======== TEXT SEGMENT
Cultural Center Update on Tetawathartha
Written by Jeremy Zafran on 10 September 2024
The new cultural center was front and center on todays Tetawathartha, the party line talk show on K1037. Guest included Jessica Hernandez, Kimberly Cross, Lisa Phillips, Kahsennenhawe Sky-Deer. Sky-Deer says that the project remains on target, but fundraising continues, money is still needed. 48 of the 56 million raised to date:
“This is a kick-off to remind the community that this building is going-up, here’s where it’s at, there’s the website, there’s still this amount {needed}, I think that that in terms of a big push, I’m thinking of previous fundraising initiatives, this is where we need to go, there are different ways of getting the community involved in the fundraising, so I think we’re going to be doing more brainstorming on how we launch.”
According to Kimberly Cross, there is a website, KMPB.ca, detailing the building’s progress so the community is kept informed:
“What we’re going to be doing is putting on pictures of the project, updates, something we’ve been doing. In the next couple of weeks we’re going to be putting up some drone footage of the site, we’re gong to be putting up the recording of today’s {the partyline talkshow} show, on the site, so people can be more aware of what’s going on and well put al the updates on that website: KMPB.ca.”
Once the building is nearing completion, Jessica Lazare on the plans for the start of the 2025 season:
“For right now, we’re working with the Youth Center on programming, in talks about transition, if they’re willing to follow us in there for the 1st year or if we need more time than that, we need to start with programming. we have programming on right now. The programming will start right away and were hoping to have all of the groups together, it just depends on if we have all of the facilitators at the time. We have very big plans to be in there, once we’re open, once the doors are open.”
56 million dollars seems like a massive number, but as Lisa Phillips explains, times have changed and costs have risen:
“The pandemic happened and costs went up and then also just the building itself, we’re talking theatre and museum, so those are very specialized spaces, so with that the price tag went up. We’ve been approached, we’ve submitted proposals to every single corporation funding source, funding envelope, for capital. That’s one thing we’ve had the hard time with, we actually have brought in a lot of money through the capital campaign, a good portion if it was towards programming, so when you approach people, they have different funding envelopes and the funding envelopes we’ve been accessing are for capital.”
The new cultural center construction project requires $56 million in funding, with $48 million raised so far.
================
======== DATA BLOCK
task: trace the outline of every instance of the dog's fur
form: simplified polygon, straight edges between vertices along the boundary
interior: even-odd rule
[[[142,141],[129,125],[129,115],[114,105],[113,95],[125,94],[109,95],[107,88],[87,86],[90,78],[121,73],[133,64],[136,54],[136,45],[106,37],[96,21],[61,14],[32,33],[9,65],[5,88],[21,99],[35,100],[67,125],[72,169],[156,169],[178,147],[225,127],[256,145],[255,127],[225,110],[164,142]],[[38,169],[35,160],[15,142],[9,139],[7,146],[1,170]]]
================
> _EXERCISES TO COMPLETE_:
[A] According to the cultural center update, what website details the building's progress?
[B] Using the cultural center update, explain why the project's price tag rose to $56 million.
[C] Please reproduce the cultural center update from "56 million dollars" up to and including "raised so far.".

> _EXERCISE RESPONSES_:
[A] KMPB.ca

[B] The pandemic drove costs up. The building also includes a theatre and a museum, which are very specialized spaces, and that raised the price further.

[C]
56 million dollars seems like a massive number, but as Lisa Phillips explains, times have changed and costs have risen:
“The pandemic happened and costs went up and then also just the building itself, we’re talking theatre and museum, so those are very specialized spaces, so with that the price tag went up. We’ve been approached, we’ve submitted proposals to every single corporation funding source, funding envelope, for capital. That’s one thing we’ve had the hard time with, we actually have brought in a lot of money through the capital campaign, a good portion if it was towards programming, so when you approach people, they have different funding envelopes and the funding envelopes we’ve been accessing are for capital.”
The new cultural center construction project requires $56 million in funding, with $48 million raised so far.